▶ **Document segment**

--*--

Even if I don't really go out on weekends, the last Friday night was unusually slow for me. The siblings were left alone at home, and the middle sister hasn't arrived from a day out she's always been having. I found myself flicking through the channels until I saw the last scenes of Maalala Mo Kaya - that time it was Diether Ocampo and Bea Alonzo on top billing. It actually isn't a new episode - I've seen Diether lose his hair, and I've seen Bea as a nurse - but for some reason the scene I saw struck me.

I was in the middle of Diether on the verge of dying, probably from cancer, as signified by hair loss. He was in a hospital bed, and Bea, the nuse who presumably knows the patient, and maybe loves him too, is looking over him. He starts crying uncontrollably, until he finds a need to get up from bed and go to the nurse. I don't know if he saw something, and if he did, whether it's real or imaginary. Oh, the heck - he cries on her shoulder, and she couldn't take it. The answer: call for the doctor.

--*--

▶ **Set of tasks**
1. Answer these questions about the Maalala Mo Kaya post.
(a) Which two actors had top billing in the episode?
(b) What is the job of the character played by Bea Alonzo?
(c) What does the nurse do after the patient cries on her shoulder?
2. Resume the Maalala Mo Kaya post, picking up right after its final sentence.
The listing that comes next is not needed.

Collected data
--*--

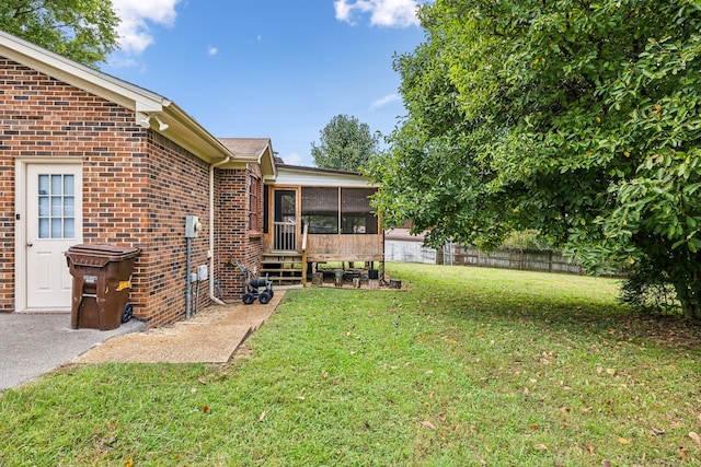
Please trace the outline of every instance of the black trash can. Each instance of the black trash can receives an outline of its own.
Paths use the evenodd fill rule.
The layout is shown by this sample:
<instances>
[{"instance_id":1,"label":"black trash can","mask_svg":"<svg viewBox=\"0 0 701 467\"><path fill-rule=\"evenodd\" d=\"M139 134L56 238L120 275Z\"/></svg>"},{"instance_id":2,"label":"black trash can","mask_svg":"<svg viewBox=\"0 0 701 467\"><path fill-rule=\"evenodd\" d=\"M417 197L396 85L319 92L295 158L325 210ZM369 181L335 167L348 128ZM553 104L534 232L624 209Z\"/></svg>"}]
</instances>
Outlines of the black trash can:
<instances>
[{"instance_id":1,"label":"black trash can","mask_svg":"<svg viewBox=\"0 0 701 467\"><path fill-rule=\"evenodd\" d=\"M140 249L100 244L68 248L73 277L70 326L73 329L116 329L129 300L134 262Z\"/></svg>"}]
</instances>

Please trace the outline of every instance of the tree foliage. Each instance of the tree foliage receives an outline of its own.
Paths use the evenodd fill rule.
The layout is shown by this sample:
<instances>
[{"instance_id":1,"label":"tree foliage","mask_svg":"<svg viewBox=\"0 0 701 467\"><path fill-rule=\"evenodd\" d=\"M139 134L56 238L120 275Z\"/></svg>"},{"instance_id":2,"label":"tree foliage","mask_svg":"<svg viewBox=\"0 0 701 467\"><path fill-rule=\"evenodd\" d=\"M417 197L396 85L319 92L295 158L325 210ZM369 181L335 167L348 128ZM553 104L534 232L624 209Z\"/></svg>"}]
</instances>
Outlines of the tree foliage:
<instances>
[{"instance_id":1,"label":"tree foliage","mask_svg":"<svg viewBox=\"0 0 701 467\"><path fill-rule=\"evenodd\" d=\"M395 59L407 116L370 173L389 225L589 270L642 264L701 317L701 3L436 0Z\"/></svg>"},{"instance_id":2,"label":"tree foliage","mask_svg":"<svg viewBox=\"0 0 701 467\"><path fill-rule=\"evenodd\" d=\"M95 66L118 47L111 0L2 0L0 30Z\"/></svg>"},{"instance_id":3,"label":"tree foliage","mask_svg":"<svg viewBox=\"0 0 701 467\"><path fill-rule=\"evenodd\" d=\"M367 124L336 115L319 132L319 145L311 143L311 154L318 167L360 172L378 148L378 137Z\"/></svg>"}]
</instances>

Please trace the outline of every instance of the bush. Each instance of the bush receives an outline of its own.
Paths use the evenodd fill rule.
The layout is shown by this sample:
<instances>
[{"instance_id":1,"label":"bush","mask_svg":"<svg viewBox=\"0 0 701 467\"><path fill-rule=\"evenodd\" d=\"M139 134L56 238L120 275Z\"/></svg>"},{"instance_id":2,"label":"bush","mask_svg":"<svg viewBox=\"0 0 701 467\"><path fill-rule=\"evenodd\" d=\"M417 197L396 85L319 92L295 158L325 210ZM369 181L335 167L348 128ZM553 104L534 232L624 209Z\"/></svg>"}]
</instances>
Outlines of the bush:
<instances>
[{"instance_id":1,"label":"bush","mask_svg":"<svg viewBox=\"0 0 701 467\"><path fill-rule=\"evenodd\" d=\"M627 271L620 301L641 313L683 315L677 292L664 271L644 262L636 262Z\"/></svg>"}]
</instances>

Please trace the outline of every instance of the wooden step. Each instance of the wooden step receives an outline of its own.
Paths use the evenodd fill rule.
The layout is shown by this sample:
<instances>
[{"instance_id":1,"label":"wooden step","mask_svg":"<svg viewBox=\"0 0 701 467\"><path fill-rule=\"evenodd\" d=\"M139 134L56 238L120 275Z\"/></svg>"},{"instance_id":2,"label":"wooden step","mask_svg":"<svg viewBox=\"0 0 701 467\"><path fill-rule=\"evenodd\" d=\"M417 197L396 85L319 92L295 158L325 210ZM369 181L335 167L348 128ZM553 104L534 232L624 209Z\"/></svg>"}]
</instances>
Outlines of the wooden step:
<instances>
[{"instance_id":1,"label":"wooden step","mask_svg":"<svg viewBox=\"0 0 701 467\"><path fill-rule=\"evenodd\" d=\"M264 253L261 273L267 275L273 285L297 285L302 283L304 268L299 253Z\"/></svg>"}]
</instances>

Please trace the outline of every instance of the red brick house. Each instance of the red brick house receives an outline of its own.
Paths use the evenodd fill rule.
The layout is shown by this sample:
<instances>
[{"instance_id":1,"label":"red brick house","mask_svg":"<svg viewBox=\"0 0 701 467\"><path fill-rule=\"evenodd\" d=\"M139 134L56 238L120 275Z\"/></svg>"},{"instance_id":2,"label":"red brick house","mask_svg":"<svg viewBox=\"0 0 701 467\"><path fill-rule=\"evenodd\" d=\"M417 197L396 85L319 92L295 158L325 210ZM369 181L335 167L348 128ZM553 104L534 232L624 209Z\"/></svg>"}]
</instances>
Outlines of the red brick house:
<instances>
[{"instance_id":1,"label":"red brick house","mask_svg":"<svg viewBox=\"0 0 701 467\"><path fill-rule=\"evenodd\" d=\"M141 249L135 315L182 319L187 215L203 224L200 305L217 280L225 299L239 292L229 258L260 262L269 140L237 154L168 98L2 32L0 121L0 312L70 310L64 252L105 243Z\"/></svg>"},{"instance_id":2,"label":"red brick house","mask_svg":"<svg viewBox=\"0 0 701 467\"><path fill-rule=\"evenodd\" d=\"M235 260L260 269L264 254L278 253L269 234L276 194L294 191L295 213L304 214L304 188L280 184L269 139L217 139L170 100L3 32L0 121L0 313L70 310L64 253L93 243L140 248L129 299L136 317L149 326L181 320L189 273L207 268L193 306L238 300ZM291 168L280 170L304 172ZM317 176L301 177L307 188L329 187L331 174L320 183L320 172L308 171ZM338 177L367 188L357 174L331 178ZM368 213L354 214L355 232L344 232L337 206L336 234L365 234ZM188 215L203 225L191 271ZM296 249L307 242L301 225ZM381 232L372 232L374 254L357 259L381 260Z\"/></svg>"}]
</instances>

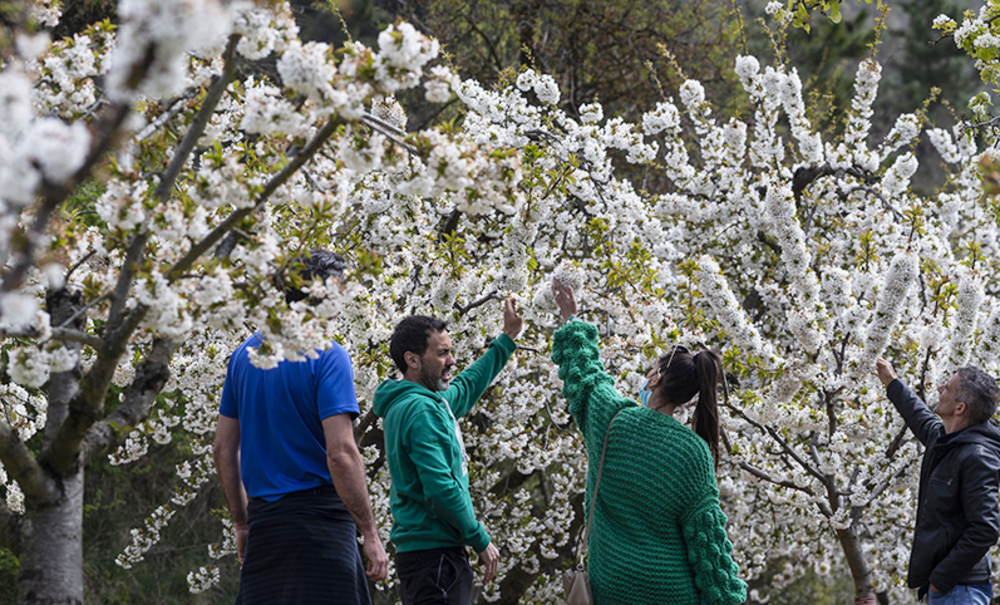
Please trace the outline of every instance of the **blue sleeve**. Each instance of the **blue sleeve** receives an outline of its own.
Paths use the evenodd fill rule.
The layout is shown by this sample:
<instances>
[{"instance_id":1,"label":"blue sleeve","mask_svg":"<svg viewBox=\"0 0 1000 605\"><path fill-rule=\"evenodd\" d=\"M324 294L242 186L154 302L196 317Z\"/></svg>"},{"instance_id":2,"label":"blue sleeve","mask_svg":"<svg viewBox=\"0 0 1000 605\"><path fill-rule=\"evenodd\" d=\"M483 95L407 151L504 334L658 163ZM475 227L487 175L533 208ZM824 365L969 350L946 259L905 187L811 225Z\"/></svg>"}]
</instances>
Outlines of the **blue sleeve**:
<instances>
[{"instance_id":1,"label":"blue sleeve","mask_svg":"<svg viewBox=\"0 0 1000 605\"><path fill-rule=\"evenodd\" d=\"M236 389L233 387L233 360L240 351L243 351L243 347L236 349L229 357L229 364L226 367L226 380L222 383L222 400L219 402L219 413L226 418L237 420L240 417L240 411L236 405Z\"/></svg>"},{"instance_id":2,"label":"blue sleeve","mask_svg":"<svg viewBox=\"0 0 1000 605\"><path fill-rule=\"evenodd\" d=\"M323 351L316 363L316 409L319 419L337 414L351 414L357 418L358 397L354 394L354 373L351 356L337 343Z\"/></svg>"}]
</instances>

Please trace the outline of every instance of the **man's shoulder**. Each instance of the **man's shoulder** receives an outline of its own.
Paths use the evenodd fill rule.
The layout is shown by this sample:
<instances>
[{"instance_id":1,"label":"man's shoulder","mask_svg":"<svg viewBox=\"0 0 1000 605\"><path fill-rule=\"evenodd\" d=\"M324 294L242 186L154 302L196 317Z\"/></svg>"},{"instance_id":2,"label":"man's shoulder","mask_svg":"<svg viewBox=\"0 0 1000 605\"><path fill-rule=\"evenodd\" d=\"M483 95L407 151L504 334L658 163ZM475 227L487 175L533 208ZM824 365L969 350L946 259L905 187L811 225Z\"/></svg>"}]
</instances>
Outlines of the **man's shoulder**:
<instances>
[{"instance_id":1,"label":"man's shoulder","mask_svg":"<svg viewBox=\"0 0 1000 605\"><path fill-rule=\"evenodd\" d=\"M986 421L967 430L967 438L957 448L964 463L988 466L1000 472L1000 428Z\"/></svg>"}]
</instances>

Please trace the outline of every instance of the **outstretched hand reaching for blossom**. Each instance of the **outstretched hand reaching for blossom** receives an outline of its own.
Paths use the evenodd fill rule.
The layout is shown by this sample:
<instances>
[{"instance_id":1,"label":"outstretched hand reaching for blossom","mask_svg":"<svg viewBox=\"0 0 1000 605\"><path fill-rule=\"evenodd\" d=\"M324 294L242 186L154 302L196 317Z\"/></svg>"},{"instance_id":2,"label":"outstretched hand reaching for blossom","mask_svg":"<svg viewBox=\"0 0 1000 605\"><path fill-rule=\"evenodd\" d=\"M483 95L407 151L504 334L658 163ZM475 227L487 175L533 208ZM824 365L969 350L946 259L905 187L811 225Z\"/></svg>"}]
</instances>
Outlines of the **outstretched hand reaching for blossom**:
<instances>
[{"instance_id":1,"label":"outstretched hand reaching for blossom","mask_svg":"<svg viewBox=\"0 0 1000 605\"><path fill-rule=\"evenodd\" d=\"M563 321L569 321L576 315L576 297L573 296L573 288L563 284L558 277L553 277L552 294L556 297L556 304L559 305L559 315Z\"/></svg>"}]
</instances>

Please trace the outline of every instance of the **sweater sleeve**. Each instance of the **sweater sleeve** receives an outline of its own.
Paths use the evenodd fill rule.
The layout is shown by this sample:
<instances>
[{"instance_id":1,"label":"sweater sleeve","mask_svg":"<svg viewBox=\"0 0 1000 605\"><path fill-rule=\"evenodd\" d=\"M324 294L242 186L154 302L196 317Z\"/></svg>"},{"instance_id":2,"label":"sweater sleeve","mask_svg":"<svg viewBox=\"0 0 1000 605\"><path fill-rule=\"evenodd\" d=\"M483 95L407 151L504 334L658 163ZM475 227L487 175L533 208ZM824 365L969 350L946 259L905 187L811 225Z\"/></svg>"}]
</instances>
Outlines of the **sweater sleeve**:
<instances>
[{"instance_id":1,"label":"sweater sleeve","mask_svg":"<svg viewBox=\"0 0 1000 605\"><path fill-rule=\"evenodd\" d=\"M451 381L451 386L443 393L443 396L448 402L448 406L451 407L451 413L456 418L461 418L469 413L469 410L476 405L476 402L483 396L500 370L507 365L507 361L516 350L517 344L511 340L510 336L500 334L493 339L490 348L482 357Z\"/></svg>"},{"instance_id":2,"label":"sweater sleeve","mask_svg":"<svg viewBox=\"0 0 1000 605\"><path fill-rule=\"evenodd\" d=\"M733 545L726 537L726 514L719 500L707 496L684 519L684 542L695 585L707 605L734 605L747 598L746 583L730 553Z\"/></svg>"},{"instance_id":3,"label":"sweater sleeve","mask_svg":"<svg viewBox=\"0 0 1000 605\"><path fill-rule=\"evenodd\" d=\"M563 396L584 439L603 442L614 415L637 404L615 391L614 379L601 363L597 328L582 321L559 328L552 339L552 361L559 366Z\"/></svg>"},{"instance_id":4,"label":"sweater sleeve","mask_svg":"<svg viewBox=\"0 0 1000 605\"><path fill-rule=\"evenodd\" d=\"M927 445L931 438L944 432L941 419L899 378L889 383L886 394L920 443Z\"/></svg>"},{"instance_id":5,"label":"sweater sleeve","mask_svg":"<svg viewBox=\"0 0 1000 605\"><path fill-rule=\"evenodd\" d=\"M482 552L490 543L486 528L476 520L472 500L445 458L456 447L454 425L431 412L415 414L404 429L403 446L416 468L424 498L434 514L461 536L462 543Z\"/></svg>"},{"instance_id":6,"label":"sweater sleeve","mask_svg":"<svg viewBox=\"0 0 1000 605\"><path fill-rule=\"evenodd\" d=\"M701 444L699 444L701 445ZM706 605L734 605L746 600L746 583L730 553L733 544L726 535L726 514L719 506L719 488L708 448L699 448L689 459L680 482L691 486L693 496L681 516L681 530L695 586ZM694 453L694 452L692 452Z\"/></svg>"}]
</instances>

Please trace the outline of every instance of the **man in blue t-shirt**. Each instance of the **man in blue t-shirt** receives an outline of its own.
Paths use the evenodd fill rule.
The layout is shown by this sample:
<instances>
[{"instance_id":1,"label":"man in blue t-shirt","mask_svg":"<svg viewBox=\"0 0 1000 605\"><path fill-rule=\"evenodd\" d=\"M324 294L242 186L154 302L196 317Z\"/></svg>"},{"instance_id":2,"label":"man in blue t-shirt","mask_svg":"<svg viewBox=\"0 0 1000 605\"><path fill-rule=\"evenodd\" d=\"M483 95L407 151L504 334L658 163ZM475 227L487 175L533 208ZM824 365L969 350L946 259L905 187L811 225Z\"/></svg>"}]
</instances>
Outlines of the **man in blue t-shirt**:
<instances>
[{"instance_id":1,"label":"man in blue t-shirt","mask_svg":"<svg viewBox=\"0 0 1000 605\"><path fill-rule=\"evenodd\" d=\"M326 250L302 264L306 284L339 278L344 268ZM294 286L285 296L306 298ZM365 576L384 580L389 560L354 441L351 358L330 343L315 359L262 370L249 359L260 344L257 333L230 357L215 434L216 470L243 563L236 603L369 605Z\"/></svg>"}]
</instances>

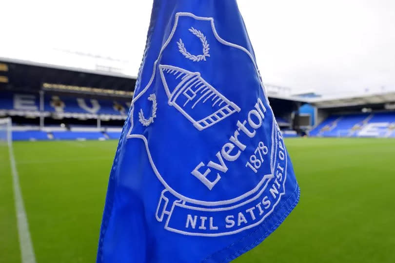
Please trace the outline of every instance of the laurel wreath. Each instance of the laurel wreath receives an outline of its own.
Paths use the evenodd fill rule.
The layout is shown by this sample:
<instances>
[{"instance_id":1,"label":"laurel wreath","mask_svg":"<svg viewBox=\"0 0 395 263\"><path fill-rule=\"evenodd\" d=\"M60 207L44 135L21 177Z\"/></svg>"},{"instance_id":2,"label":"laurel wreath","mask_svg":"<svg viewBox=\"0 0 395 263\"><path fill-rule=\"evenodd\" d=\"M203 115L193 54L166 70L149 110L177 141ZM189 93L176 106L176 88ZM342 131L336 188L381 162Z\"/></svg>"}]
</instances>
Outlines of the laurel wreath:
<instances>
[{"instance_id":1,"label":"laurel wreath","mask_svg":"<svg viewBox=\"0 0 395 263\"><path fill-rule=\"evenodd\" d=\"M148 119L145 119L144 117L144 113L143 112L142 109L140 109L140 112L138 113L138 121L144 126L147 126L149 125L151 123L154 122L154 118L157 117L157 97L155 94L151 94L148 97L148 101L152 101L152 115Z\"/></svg>"},{"instance_id":2,"label":"laurel wreath","mask_svg":"<svg viewBox=\"0 0 395 263\"><path fill-rule=\"evenodd\" d=\"M206 57L210 57L210 54L209 54L209 50L210 50L209 46L210 45L207 43L206 37L200 30L195 29L193 27L191 27L188 30L200 40L200 42L201 42L202 45L203 46L203 54L195 55L188 52L181 39L179 39L179 42L177 42L177 45L178 46L178 50L181 54L184 55L184 57L192 61L199 61L202 60L205 61Z\"/></svg>"}]
</instances>

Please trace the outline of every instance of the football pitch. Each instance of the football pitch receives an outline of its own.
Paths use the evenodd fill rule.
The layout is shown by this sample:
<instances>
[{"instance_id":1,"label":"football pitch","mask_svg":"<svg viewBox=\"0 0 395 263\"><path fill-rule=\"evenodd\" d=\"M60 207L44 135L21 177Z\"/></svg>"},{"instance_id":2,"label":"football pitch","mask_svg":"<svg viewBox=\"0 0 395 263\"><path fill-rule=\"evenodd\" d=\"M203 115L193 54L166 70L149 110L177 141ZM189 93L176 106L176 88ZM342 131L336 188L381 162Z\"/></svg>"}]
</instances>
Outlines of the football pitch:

--*--

▶ **Results by task**
1.
(a) Diether Ocampo and Bea Alonzo
(b) She plays a nurse.
(c) She calls for the doctor.

2.
Obviously the entire drama ends with his death. There was Charo Santos reading the letter, talking about the nurse moving on from the death of the one she loves, and eventually marrying and raising a family, and how she learned much more from him rather than her dreams of touring the world. There was the episode title, the closing credits, and the ubiquitous text promo, with someone from Davao winning. As the news blasted on the screens, with yet another rally taking half of its airtime, I was thinking of something else.